───── GIVEN DATA
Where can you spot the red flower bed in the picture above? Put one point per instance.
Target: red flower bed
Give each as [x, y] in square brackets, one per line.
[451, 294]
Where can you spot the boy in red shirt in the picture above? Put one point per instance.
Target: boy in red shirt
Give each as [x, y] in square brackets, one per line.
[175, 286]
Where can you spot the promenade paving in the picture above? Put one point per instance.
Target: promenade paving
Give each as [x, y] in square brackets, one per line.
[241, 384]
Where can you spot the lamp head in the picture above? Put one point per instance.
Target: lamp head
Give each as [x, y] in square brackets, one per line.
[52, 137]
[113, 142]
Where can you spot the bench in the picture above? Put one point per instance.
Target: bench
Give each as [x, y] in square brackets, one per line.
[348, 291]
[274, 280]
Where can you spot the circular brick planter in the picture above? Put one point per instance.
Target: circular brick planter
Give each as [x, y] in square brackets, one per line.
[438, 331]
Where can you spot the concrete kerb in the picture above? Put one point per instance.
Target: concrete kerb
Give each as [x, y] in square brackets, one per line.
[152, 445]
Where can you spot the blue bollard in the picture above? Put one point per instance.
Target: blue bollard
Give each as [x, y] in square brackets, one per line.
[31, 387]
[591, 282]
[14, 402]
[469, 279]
──────────
───── GIVEN DATA
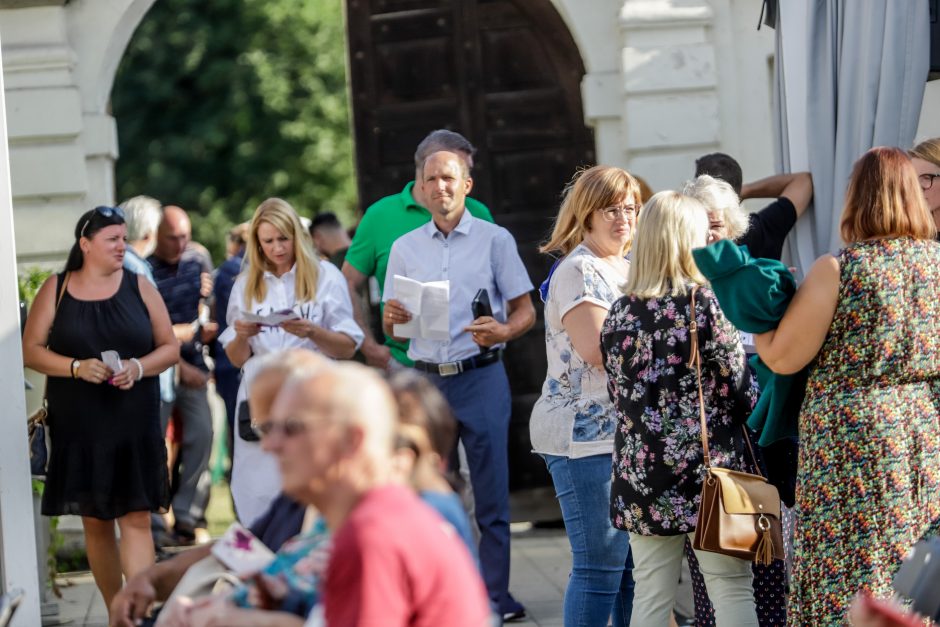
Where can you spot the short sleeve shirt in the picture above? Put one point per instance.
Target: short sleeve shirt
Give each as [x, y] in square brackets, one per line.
──────────
───── GIVEN DATA
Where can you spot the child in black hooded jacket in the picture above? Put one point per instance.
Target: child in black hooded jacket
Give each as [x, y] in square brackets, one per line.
──────────
# [GOAL OF THE EXERCISE]
From the entries above, write out only the lines starting at the line that holds "Where can you spot the red" and ending at the line that holds "Target: boy in red shirt", keeping both and matching them exactly.

# [RESULT OF THE TASK]
Where can you spot the red flower bed in the picture above? Put one point per instance.
Target: red flower bed
Give each as [x, y] in square brackets, one per line.
[451, 294]
Where can you spot the boy in red shirt in the picture above? Put one point per instance.
Target: boy in red shirt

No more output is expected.